-- BEGIN DOCUMENT PASSAGE --

- Film poster
- Directed by: Disney
- Written by: Disney
- Produced by: Joseph Baby
- Starring: Santhosh Prathap Archana
- Cinematography: K. Gokul
- Edited by: SP Ahamed
- Music by: K. S. Manoj
- Production company: Shankar Movies International
- Release date: 28 February 2020;
- Running time: 137 minutes
- Country: India
- Language: Tamil

= Irumbu Manithan =

2020 Indian Tamil-language film

Irumbu Manithan is a 2020 Tamil language film written and directed by Disney and produced by Joseph Baby. The film stars Santhosh Prathap and Archana in the lead roles, while Ganja Karuppu and Madhusudhan Rao play supporting roles. The music was composed by K. S. Manoj with cinematography by K. Gokul and editing by S. P. Ahamed. The film released on 28 February 2020.

==Plot==
A reporter interviews Munikannan, Sundaram's long-time friend and hostel manager, before the government honours an award for Sundaram to reveal Sundaram's life story and what he has done to receive this award.

-- END DOCUMENT PASSAGE --

» **SHORT PROBLEM A**: Report every line of the records that contains the string "fingernail", treating uppercase and lowercase letters as distinct.

-- BEGIN DATASET EXCERPTS --

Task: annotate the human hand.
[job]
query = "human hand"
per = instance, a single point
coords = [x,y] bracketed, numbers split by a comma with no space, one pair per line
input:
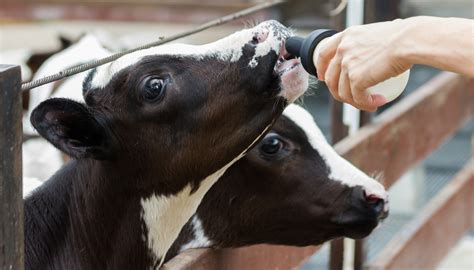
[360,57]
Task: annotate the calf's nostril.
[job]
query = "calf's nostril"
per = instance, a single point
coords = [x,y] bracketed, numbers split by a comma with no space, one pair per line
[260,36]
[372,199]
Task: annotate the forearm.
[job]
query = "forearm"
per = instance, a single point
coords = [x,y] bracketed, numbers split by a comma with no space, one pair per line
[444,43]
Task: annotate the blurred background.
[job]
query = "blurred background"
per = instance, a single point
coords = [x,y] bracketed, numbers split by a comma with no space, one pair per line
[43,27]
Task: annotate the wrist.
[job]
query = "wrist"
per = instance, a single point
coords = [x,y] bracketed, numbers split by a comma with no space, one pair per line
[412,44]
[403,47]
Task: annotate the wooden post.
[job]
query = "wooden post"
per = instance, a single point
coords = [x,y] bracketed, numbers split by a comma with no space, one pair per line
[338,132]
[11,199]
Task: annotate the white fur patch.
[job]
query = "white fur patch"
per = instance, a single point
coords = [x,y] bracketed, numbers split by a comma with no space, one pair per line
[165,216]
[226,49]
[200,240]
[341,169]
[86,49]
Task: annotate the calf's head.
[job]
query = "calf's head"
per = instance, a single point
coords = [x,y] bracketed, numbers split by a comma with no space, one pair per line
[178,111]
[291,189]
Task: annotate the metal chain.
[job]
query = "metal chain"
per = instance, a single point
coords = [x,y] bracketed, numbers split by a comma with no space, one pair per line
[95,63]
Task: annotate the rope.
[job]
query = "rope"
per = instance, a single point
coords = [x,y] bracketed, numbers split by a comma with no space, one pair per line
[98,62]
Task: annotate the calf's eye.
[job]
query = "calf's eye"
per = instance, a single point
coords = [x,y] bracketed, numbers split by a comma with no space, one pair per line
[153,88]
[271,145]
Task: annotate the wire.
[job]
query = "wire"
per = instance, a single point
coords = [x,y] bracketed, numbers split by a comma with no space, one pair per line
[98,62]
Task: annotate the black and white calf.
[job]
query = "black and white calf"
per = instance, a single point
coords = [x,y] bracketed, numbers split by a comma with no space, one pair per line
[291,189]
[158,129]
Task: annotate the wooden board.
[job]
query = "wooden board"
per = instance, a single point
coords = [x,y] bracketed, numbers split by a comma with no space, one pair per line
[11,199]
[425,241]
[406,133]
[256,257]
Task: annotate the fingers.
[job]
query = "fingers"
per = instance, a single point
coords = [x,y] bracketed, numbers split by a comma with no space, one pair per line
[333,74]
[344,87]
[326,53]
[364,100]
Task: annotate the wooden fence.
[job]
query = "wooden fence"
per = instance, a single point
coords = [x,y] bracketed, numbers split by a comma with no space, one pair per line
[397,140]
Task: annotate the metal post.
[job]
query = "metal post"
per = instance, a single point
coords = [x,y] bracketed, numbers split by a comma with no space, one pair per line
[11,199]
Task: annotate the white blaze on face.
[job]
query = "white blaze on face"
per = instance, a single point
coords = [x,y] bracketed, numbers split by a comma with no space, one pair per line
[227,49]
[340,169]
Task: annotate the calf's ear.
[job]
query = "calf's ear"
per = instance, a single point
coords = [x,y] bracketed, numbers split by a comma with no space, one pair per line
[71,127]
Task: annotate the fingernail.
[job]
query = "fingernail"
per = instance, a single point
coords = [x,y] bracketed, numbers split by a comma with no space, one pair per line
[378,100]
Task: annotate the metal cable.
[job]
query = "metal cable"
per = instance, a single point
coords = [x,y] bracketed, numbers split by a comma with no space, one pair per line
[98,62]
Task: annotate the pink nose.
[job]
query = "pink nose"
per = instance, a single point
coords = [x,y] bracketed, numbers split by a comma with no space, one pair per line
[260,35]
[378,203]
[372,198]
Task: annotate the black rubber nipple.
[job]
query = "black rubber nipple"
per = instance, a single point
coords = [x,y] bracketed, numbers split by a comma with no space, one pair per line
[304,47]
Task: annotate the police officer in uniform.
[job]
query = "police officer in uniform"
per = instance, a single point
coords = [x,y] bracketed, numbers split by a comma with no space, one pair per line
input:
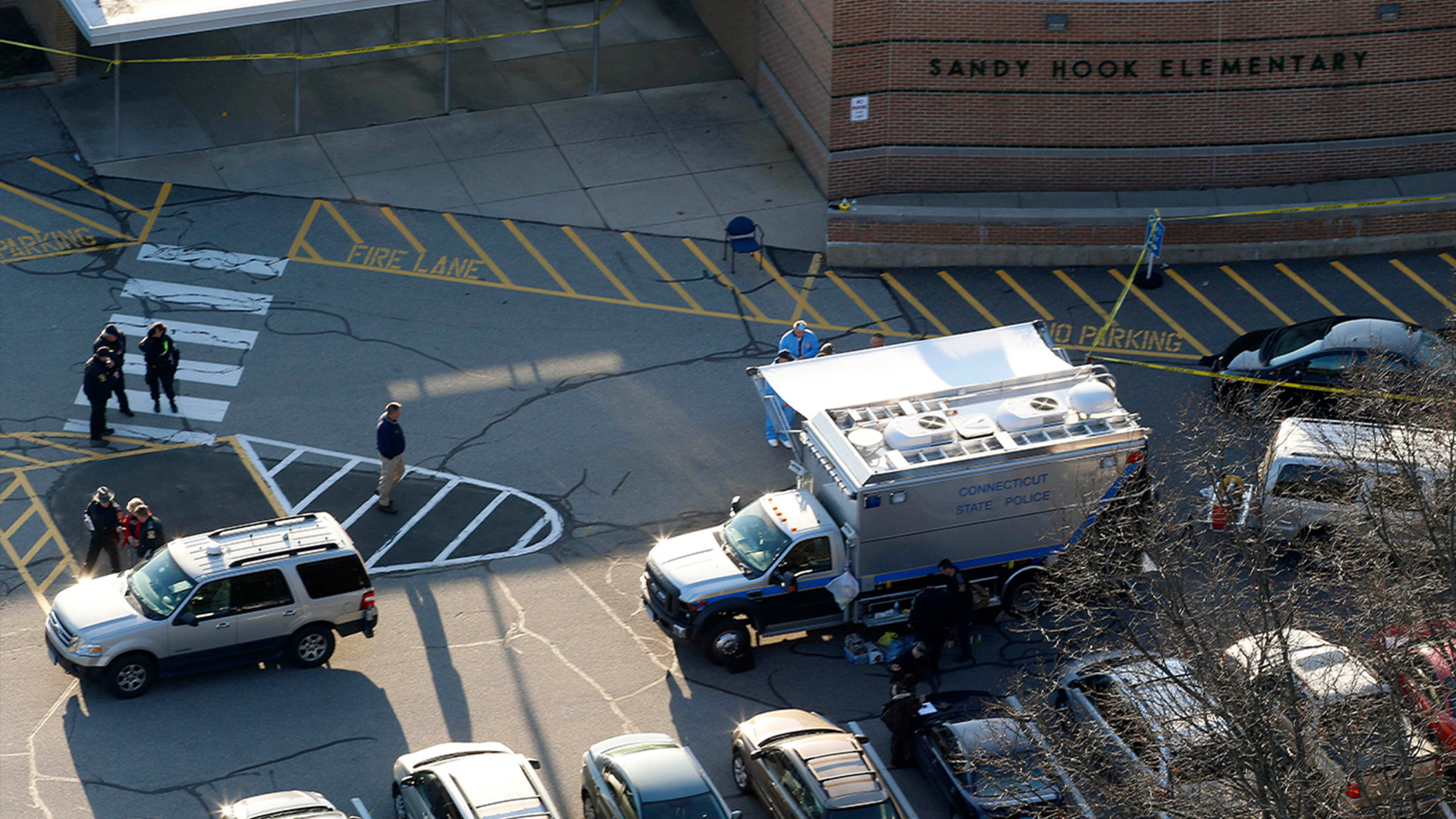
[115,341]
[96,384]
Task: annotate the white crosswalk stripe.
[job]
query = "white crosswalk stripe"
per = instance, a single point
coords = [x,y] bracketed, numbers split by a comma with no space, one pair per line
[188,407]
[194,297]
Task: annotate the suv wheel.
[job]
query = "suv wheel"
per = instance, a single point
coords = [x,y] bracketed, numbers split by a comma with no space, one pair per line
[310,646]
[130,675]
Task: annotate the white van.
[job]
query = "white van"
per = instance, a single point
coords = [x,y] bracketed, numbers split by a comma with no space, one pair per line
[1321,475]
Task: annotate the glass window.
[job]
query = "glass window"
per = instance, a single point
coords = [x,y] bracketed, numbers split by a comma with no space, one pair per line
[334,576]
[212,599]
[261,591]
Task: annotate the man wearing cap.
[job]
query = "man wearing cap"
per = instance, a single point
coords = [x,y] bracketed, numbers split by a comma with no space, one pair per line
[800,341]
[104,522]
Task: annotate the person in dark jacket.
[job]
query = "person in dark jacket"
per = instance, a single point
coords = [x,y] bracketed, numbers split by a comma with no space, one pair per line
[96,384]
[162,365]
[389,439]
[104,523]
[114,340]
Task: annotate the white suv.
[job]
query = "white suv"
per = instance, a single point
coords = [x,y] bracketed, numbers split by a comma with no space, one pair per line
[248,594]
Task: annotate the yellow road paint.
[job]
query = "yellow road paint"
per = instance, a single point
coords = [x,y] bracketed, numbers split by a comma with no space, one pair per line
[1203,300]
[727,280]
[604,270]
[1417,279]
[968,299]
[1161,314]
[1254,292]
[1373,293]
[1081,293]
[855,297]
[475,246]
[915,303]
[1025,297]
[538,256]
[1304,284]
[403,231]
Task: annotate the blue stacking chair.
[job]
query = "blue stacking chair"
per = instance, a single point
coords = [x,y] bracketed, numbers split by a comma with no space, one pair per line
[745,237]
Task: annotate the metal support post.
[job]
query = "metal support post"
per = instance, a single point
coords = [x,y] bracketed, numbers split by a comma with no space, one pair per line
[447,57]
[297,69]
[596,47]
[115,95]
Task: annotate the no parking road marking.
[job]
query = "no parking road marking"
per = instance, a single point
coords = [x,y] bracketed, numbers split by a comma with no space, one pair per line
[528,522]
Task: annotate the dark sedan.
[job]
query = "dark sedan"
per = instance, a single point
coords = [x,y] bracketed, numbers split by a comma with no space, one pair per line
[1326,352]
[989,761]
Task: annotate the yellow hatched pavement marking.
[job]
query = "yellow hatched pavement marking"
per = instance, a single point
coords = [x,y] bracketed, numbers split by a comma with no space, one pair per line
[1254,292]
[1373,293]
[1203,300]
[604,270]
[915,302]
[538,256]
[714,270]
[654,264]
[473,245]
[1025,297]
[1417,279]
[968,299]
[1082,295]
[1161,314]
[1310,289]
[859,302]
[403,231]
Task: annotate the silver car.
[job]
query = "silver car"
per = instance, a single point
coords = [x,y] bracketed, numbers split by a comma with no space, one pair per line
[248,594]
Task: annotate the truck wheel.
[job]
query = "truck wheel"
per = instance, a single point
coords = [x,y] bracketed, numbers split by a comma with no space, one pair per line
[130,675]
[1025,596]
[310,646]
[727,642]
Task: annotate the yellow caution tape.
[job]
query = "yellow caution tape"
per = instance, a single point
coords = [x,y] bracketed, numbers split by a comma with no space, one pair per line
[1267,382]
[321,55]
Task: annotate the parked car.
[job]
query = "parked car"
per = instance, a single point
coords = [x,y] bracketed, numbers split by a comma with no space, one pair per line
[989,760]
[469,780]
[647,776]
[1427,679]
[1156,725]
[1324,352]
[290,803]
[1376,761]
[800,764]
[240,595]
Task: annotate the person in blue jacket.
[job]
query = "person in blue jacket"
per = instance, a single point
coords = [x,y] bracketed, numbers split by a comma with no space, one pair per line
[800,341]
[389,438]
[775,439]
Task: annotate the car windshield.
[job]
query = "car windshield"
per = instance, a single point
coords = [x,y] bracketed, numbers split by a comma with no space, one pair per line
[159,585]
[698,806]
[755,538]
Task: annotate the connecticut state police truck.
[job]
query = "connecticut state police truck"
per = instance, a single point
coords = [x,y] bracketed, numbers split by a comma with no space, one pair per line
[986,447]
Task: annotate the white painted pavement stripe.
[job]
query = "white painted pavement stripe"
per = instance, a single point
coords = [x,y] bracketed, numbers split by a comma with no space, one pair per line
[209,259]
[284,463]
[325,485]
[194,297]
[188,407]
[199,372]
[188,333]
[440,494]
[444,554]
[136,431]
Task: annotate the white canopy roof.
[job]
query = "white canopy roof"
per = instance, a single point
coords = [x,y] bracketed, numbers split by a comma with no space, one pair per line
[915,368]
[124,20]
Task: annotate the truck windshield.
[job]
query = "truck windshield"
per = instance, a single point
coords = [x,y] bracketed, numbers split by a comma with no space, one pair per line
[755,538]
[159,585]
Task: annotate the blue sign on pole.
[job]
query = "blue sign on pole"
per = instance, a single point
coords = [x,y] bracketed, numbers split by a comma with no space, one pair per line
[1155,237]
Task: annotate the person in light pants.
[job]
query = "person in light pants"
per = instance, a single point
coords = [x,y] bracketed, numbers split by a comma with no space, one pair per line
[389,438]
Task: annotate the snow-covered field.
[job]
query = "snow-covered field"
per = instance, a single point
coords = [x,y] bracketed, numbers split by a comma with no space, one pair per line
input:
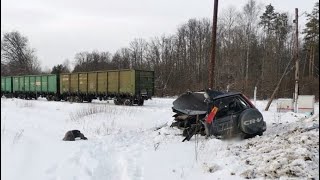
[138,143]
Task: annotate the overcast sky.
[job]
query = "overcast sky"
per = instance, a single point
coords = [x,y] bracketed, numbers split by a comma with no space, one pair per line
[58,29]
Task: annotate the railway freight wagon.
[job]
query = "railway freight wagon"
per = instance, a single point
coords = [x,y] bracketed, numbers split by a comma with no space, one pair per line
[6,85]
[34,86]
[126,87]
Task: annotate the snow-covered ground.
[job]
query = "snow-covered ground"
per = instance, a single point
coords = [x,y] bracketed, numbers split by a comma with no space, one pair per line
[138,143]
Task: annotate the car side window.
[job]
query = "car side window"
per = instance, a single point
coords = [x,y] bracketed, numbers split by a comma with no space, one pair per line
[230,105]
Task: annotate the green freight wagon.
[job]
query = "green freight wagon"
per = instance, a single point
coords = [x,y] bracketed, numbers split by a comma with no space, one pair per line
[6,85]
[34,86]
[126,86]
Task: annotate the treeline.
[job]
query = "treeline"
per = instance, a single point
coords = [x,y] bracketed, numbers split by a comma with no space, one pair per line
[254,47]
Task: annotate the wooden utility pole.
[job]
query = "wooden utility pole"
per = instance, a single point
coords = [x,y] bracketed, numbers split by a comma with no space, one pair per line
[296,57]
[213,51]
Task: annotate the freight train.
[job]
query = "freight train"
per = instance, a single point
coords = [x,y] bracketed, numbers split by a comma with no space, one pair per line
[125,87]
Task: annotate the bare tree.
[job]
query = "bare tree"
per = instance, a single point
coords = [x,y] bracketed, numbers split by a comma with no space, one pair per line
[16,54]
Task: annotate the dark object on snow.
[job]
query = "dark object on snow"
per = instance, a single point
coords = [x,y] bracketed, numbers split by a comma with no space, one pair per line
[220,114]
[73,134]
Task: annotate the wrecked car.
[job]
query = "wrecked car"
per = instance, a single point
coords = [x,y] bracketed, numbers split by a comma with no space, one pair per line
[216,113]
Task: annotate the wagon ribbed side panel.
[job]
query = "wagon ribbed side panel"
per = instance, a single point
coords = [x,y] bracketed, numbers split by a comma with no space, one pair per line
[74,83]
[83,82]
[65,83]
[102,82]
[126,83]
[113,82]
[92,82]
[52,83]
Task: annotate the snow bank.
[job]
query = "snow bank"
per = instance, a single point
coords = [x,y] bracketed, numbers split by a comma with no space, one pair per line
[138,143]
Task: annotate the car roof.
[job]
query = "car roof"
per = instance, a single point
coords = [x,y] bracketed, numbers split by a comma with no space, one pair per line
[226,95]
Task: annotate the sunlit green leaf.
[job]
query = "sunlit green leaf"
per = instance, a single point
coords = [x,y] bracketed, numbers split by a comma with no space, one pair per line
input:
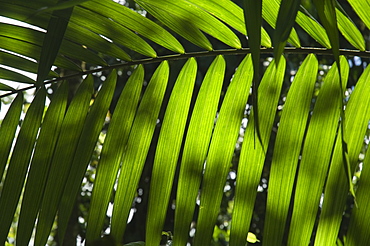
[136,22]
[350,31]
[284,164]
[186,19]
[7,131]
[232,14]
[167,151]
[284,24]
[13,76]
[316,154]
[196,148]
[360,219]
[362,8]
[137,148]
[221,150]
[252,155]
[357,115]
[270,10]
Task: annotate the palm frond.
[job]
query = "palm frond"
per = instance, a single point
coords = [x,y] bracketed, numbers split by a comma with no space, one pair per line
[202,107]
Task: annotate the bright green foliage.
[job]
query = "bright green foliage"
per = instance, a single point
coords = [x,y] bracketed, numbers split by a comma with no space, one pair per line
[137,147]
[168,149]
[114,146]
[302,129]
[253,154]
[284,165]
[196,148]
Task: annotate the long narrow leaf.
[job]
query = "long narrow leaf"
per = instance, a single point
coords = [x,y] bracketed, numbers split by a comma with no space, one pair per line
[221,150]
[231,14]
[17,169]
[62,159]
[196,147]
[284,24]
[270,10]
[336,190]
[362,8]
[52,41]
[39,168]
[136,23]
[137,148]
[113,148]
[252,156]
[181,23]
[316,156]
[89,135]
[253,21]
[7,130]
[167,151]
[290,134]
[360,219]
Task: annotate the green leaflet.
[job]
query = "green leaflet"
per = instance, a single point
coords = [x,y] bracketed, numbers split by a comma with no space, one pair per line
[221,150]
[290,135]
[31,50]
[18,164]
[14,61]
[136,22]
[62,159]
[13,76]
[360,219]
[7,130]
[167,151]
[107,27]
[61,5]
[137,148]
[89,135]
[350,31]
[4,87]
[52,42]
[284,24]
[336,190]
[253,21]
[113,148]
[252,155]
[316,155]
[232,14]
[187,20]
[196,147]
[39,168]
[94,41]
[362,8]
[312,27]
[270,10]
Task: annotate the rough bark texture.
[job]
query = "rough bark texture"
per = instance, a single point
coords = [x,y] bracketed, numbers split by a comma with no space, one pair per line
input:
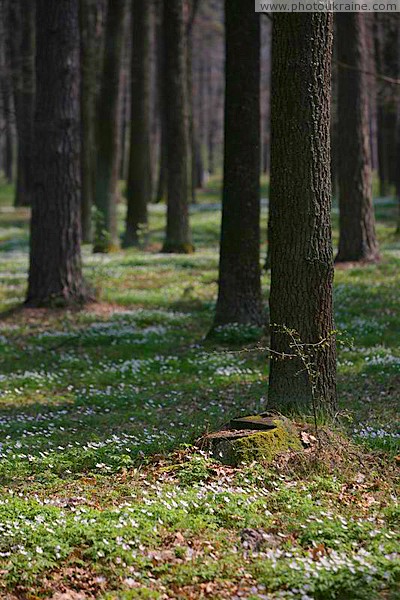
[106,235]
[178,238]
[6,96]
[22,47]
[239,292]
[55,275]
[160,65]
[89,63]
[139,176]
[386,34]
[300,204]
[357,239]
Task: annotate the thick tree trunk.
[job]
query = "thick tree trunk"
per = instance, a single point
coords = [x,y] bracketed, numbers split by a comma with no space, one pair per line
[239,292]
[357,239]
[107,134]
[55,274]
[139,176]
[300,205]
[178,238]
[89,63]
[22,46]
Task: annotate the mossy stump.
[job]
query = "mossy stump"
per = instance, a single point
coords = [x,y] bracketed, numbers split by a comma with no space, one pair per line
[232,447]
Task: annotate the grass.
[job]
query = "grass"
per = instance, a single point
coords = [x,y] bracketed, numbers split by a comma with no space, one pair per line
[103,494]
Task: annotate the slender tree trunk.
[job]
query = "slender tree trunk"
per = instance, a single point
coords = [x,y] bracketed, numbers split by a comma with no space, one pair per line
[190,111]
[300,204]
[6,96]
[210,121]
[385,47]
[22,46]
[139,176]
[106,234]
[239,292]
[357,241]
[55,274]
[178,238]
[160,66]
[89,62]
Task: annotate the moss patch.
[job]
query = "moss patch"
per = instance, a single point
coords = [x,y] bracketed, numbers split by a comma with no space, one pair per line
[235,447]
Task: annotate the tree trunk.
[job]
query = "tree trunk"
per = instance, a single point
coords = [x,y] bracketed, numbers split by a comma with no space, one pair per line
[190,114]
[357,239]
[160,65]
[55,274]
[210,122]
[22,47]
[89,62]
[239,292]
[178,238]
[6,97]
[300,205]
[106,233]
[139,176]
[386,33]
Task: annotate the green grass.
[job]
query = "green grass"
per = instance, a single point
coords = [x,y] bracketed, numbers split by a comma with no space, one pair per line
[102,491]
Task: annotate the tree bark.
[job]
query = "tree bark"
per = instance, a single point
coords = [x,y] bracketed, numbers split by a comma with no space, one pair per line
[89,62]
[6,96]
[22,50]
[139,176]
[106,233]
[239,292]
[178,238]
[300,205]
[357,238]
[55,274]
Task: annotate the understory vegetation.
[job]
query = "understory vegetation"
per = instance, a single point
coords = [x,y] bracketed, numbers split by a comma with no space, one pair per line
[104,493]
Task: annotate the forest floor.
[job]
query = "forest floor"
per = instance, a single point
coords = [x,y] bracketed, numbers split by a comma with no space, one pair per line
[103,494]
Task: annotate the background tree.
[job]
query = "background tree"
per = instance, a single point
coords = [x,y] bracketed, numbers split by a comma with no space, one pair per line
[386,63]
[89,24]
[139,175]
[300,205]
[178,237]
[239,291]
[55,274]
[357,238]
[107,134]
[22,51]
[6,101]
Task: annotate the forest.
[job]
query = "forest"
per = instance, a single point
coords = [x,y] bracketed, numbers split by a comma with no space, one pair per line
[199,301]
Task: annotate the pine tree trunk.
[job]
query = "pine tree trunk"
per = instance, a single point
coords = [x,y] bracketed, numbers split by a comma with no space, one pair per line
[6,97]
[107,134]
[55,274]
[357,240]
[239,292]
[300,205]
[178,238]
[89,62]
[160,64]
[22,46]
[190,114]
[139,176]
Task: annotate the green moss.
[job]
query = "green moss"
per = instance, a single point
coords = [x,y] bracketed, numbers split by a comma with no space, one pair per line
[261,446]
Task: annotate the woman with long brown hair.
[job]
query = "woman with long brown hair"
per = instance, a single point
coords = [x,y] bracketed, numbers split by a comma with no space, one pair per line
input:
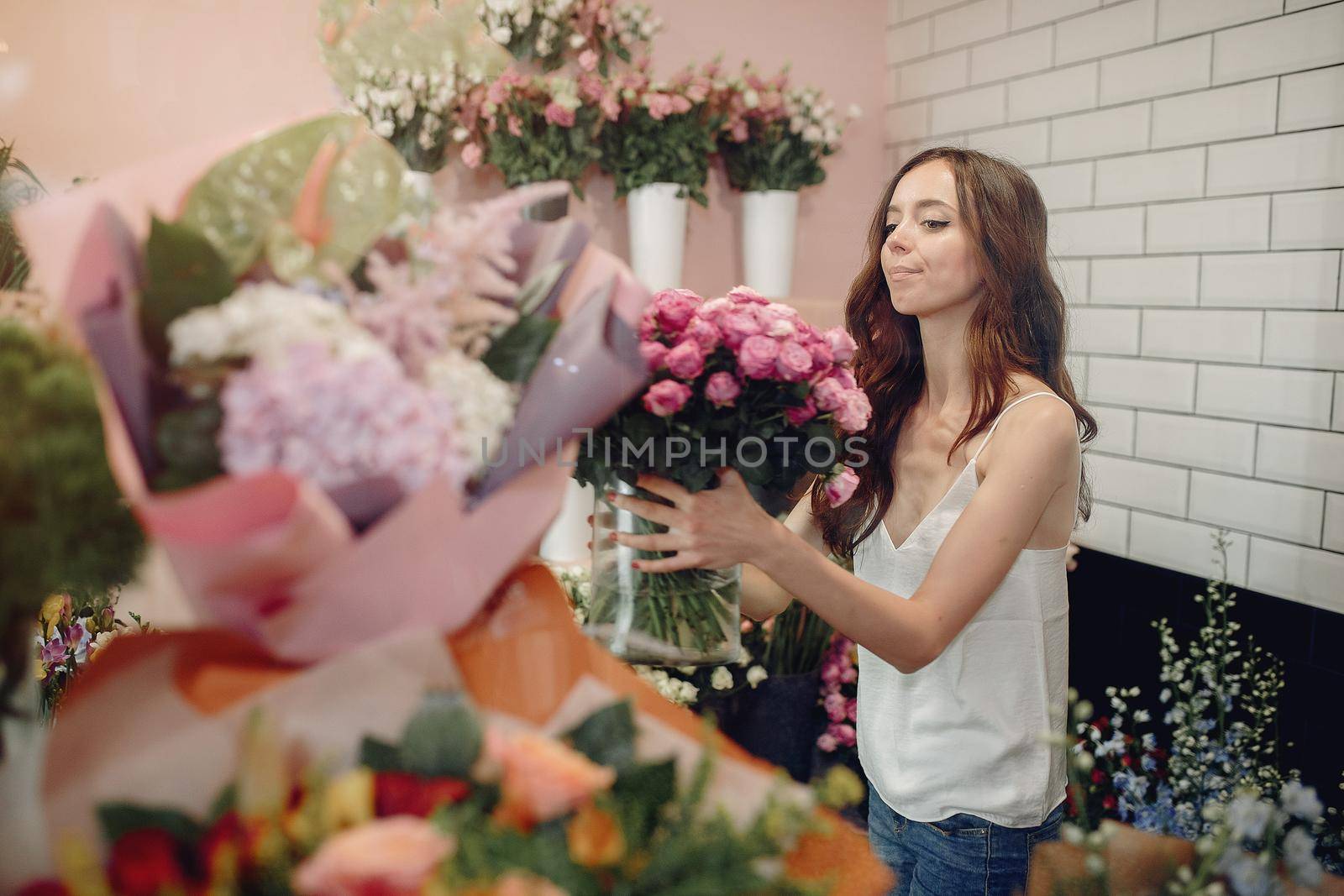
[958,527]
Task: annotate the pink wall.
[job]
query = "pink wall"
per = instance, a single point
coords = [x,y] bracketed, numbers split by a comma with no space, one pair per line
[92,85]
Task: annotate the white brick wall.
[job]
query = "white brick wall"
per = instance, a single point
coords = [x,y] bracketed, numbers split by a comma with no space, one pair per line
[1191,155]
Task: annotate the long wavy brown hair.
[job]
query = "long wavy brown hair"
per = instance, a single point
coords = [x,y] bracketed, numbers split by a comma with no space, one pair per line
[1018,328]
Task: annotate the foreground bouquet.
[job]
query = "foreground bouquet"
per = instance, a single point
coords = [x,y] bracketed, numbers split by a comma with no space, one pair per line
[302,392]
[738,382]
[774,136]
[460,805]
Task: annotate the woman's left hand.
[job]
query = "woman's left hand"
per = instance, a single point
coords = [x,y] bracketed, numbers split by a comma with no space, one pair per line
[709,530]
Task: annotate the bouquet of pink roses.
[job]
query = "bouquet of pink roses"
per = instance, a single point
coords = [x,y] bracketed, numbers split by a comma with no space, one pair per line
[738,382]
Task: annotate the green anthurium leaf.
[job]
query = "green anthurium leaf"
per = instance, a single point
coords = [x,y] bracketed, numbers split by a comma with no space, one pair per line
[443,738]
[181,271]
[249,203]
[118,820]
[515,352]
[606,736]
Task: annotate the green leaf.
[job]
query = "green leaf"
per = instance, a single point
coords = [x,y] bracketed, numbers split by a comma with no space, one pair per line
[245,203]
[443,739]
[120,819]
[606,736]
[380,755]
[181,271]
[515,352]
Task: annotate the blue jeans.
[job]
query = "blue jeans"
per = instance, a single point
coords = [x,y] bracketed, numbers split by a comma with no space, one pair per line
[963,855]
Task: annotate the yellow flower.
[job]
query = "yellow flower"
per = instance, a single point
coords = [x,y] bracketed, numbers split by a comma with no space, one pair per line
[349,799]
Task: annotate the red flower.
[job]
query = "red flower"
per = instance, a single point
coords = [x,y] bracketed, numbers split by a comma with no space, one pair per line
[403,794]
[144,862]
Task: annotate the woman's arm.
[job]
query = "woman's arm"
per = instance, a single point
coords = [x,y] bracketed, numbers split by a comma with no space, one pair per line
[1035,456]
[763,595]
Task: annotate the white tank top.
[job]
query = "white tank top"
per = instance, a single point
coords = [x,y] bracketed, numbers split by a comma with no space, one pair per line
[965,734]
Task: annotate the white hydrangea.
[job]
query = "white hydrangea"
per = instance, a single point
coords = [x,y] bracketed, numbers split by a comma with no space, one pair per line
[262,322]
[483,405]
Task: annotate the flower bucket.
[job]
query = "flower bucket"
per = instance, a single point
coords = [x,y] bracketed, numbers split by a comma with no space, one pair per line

-- END DATASET EXCERPTS --

» **SHORT PROBLEM B**: According to the Irumbu Manithan entry, who composed the film's music?

» **WRITTEN ANSWER A**:
Task: annotate the fingernail.
query = "fingernail"

» **WRITTEN ANSWER B**: K. S. Manoj